▶ _Records shown_
◇ ◇ ◇ ◇

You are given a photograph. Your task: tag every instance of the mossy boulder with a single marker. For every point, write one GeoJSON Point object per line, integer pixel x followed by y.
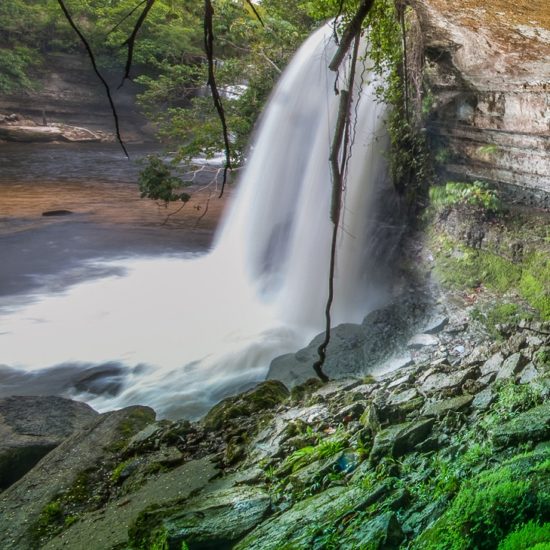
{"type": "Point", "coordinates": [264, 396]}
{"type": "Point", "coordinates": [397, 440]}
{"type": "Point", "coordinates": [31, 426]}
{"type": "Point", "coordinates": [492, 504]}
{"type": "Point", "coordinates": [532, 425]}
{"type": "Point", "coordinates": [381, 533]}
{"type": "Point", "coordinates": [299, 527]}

◇ ◇ ◇ ◇

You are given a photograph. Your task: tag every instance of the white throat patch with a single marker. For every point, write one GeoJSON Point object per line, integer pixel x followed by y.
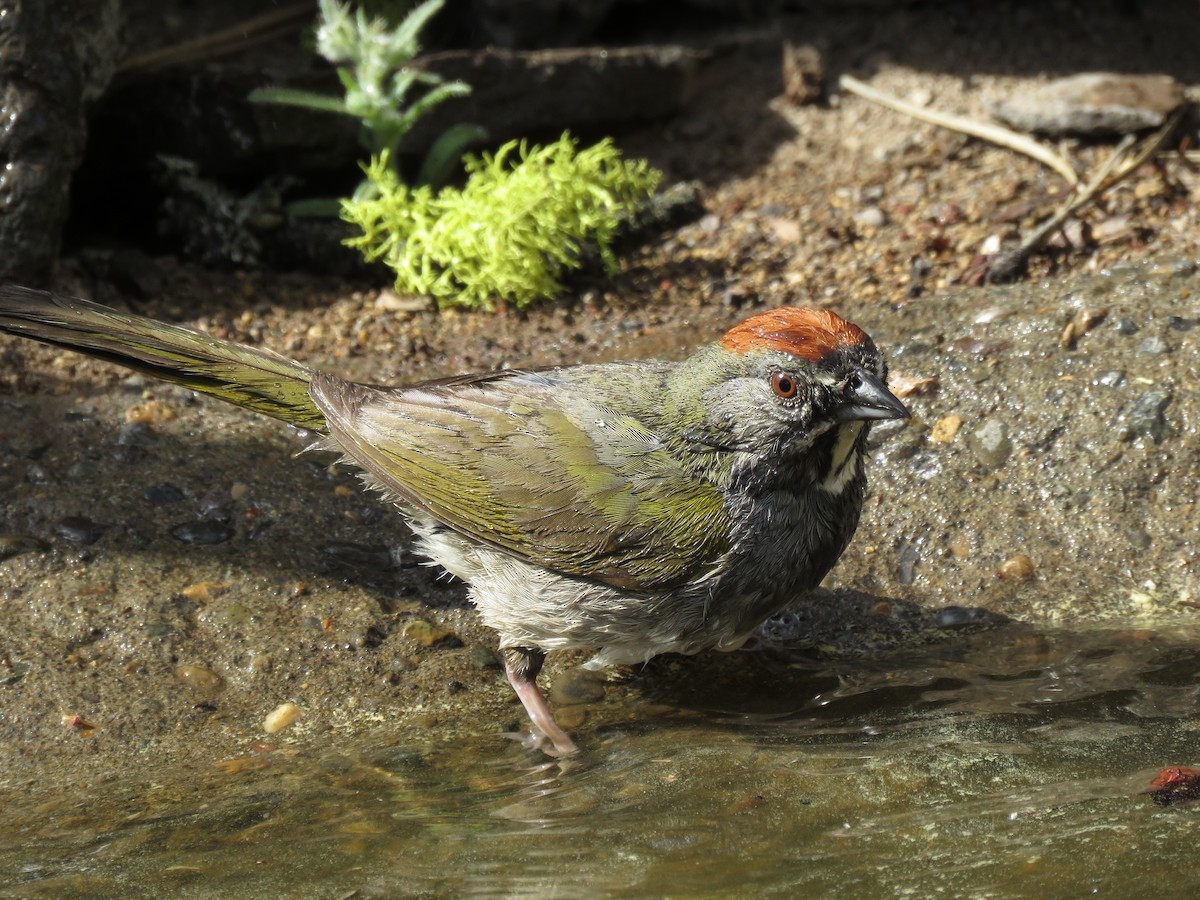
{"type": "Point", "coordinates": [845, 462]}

◇ ◇ ◇ ◇

▶ _Instruction_
Report every line in the entries above that contains the string "integer", copying each such line in full. Case counts when matching.

▶ _Task response_
You are given a photograph. Your task: tag every instance of the mossy boulder with a single marker. For every point, write one GeoJSON Point object per line, integer pixel x followed by y.
You are given a photograph. Your task: tag every instance of the white throat patch with a single marker. For every point, write one GeoJSON Point object per line, integer pixel x followed by y.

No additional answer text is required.